- Text excerpt:
(begin)

If you answered yes to any of those three questions, you are not alone! Although it would be wonderful if each day you could simply be swept along in your relationship with God, that is not the reality of living in a fallen world. God is perfect and entirely steadfast in His faithfulness — but you are not divine, and so you are not!

Discipleship Practices

However, you are not helpless in this situation either. Throughout the story of Christianity, followers of Jesus have recognized the power of setting discipleship practices and disciplines into place, in order to build some consistency into spirituality. The monastic communities called them their Rule of Life, many others have spoken of spiritual disciplines, or, more recently, of rhythms of discipleship.

These rhythms can be personal or corporate, tailored or syndicated, but their aim is the same. You will be better equipped to follow Jesus in all the ups and downs of life, especially on those days (and weeks) when you don’t much feel like following through.

(end)

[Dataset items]

(begin)

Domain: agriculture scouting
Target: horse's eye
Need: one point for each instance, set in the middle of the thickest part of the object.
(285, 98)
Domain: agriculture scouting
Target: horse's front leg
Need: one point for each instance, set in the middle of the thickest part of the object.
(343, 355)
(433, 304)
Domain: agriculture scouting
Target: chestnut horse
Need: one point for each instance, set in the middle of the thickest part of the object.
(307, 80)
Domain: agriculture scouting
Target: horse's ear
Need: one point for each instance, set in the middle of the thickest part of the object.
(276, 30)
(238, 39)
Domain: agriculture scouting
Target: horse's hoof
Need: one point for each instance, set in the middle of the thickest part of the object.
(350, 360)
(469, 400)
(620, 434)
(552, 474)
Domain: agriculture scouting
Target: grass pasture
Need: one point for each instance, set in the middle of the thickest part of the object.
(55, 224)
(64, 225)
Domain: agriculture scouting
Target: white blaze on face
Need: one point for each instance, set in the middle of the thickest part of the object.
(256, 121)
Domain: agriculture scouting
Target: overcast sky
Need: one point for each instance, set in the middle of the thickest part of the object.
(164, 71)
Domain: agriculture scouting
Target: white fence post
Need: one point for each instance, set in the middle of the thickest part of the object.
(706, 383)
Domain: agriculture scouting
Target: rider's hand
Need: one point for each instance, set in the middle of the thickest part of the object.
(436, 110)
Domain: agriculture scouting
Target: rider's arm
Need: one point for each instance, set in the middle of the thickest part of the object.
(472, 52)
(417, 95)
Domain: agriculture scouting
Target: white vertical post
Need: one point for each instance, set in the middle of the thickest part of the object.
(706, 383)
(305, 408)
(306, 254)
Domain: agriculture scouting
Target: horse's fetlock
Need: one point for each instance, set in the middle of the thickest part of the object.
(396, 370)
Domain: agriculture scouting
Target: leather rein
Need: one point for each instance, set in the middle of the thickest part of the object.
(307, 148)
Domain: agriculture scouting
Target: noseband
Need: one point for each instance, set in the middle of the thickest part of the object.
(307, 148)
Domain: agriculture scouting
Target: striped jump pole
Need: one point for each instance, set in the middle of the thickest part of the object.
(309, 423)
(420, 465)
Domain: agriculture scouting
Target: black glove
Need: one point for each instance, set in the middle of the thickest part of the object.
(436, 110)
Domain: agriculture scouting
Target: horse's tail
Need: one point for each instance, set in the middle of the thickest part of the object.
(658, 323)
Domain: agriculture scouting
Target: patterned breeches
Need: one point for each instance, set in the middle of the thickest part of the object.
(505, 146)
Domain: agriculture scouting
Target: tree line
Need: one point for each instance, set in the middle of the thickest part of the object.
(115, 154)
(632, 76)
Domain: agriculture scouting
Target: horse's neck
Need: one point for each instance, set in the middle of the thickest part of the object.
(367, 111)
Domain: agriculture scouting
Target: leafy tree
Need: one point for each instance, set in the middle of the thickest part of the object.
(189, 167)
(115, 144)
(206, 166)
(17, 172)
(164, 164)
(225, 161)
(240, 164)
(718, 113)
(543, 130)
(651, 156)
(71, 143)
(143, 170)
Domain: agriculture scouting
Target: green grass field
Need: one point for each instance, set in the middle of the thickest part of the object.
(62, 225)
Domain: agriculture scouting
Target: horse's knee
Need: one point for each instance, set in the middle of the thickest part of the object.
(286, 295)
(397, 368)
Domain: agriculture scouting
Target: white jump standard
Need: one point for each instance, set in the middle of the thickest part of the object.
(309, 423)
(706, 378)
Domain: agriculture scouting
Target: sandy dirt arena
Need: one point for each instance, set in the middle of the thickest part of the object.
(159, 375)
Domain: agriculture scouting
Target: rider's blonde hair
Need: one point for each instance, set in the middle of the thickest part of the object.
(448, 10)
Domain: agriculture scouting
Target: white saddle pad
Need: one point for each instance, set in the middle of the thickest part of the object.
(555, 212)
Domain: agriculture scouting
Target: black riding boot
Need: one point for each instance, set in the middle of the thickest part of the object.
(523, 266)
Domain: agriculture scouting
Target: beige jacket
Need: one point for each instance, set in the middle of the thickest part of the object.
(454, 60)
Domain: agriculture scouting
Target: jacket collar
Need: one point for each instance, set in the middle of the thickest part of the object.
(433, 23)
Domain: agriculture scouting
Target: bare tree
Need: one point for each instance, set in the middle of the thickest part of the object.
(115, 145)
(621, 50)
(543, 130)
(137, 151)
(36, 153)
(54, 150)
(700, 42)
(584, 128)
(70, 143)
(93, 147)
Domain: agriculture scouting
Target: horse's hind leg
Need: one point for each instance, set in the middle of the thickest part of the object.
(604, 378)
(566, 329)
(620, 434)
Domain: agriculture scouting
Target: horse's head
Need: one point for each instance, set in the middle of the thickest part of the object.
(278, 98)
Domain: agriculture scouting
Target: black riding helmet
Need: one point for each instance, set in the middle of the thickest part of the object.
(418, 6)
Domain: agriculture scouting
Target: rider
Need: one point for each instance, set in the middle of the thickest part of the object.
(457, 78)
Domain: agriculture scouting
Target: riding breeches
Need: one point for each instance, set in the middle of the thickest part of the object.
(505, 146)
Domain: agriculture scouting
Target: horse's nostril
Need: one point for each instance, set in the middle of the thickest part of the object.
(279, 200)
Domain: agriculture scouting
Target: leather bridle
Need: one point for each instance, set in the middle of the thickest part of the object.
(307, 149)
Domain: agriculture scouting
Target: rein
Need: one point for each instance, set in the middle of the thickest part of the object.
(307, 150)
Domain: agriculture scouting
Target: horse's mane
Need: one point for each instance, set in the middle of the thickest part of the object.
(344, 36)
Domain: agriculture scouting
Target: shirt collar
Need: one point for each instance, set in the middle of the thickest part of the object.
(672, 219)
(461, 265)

(end)

- Instruction A:
Using the passage on discipleship practices, answer these:
(i) Who does the passage say is perfect and entirely steadfast in His faithfulness?
(ii) What did the monastic communities call their discipleship practices?
(iii) Which two pairs of words describe the ways these rhythms can vary?
- Instruction B: Rewrite the passage on discipleship practices between "However, you are" and "like following through.", inclusive, putting "patterns" wherever "rhythms" appears.
- Instruction C: Carry the passage on discipleship practices forward from its final sentence.

- Right answer A:
(i) God
(ii) Their Rule of Life
(iii) Personal or corporate, and tailored or syndicated

- Right answer B:
However, you are not helpless in this situation either. Throughout the story of Christianity, followers of Jesus have recognized the power of setting discipleship practices and disciplines into place, in order to build some consistency into spirituality. The monastic communities called them their Rule of Life, many others have spoken of spiritual disciplines, or, more recently, of patterns of discipleship.

These patterns can be personal or corporate, tailored or syndicated, but their aim is the same. You will be better equipped to follow Jesus in all the ups and downs of life, especially on those days (and weeks) when you don’t much feel like following through.

- Right answer C:
Discipleship practices give a sense of order, of spiritual structure and guidance, to guide you towards the deliberate discipleship goals that you have identified as a family or community. On good days they are delightful scenery, while on bad days they are essential boundaries and guideposts that keep you moving further down the route that Jesus has set out before you.

discipleship practices

3 Benefits Of Discipleship Practices

1. Mission Is Enhanced — These are very much practices for the mission field – because if your primary mode of disciple making is disconnected from everyday life, you’ll form disciples who are disconnected from everyday life. We are seeking to form disciples out in the world, in the local neighborhoods and the networks of relationships where we are all embedded.

2. It Makes You Specific — Your discipleship practices won’t be set in stone for eternity. As you evolve as a church community, so can your practices, or how you live them out. Rather than being a fossilized list, they can reflect what the Lord is doing with you at a specific time and place. Nevertheless, the discipline of selecting and writing them down means that you have something specific and known to pursue. Too often values and goals are simply thought about or discussed in general terms, which rarely leads to the tangibility of actual commitments to which accountability and celebration can be attached.

3. You Aim For What Is Best — Your discipleship practices will also shape your metrics. In other words, they should help you start to set, measure and hold dearly disciplines that move your church community into a more intentional missional disciple making mode.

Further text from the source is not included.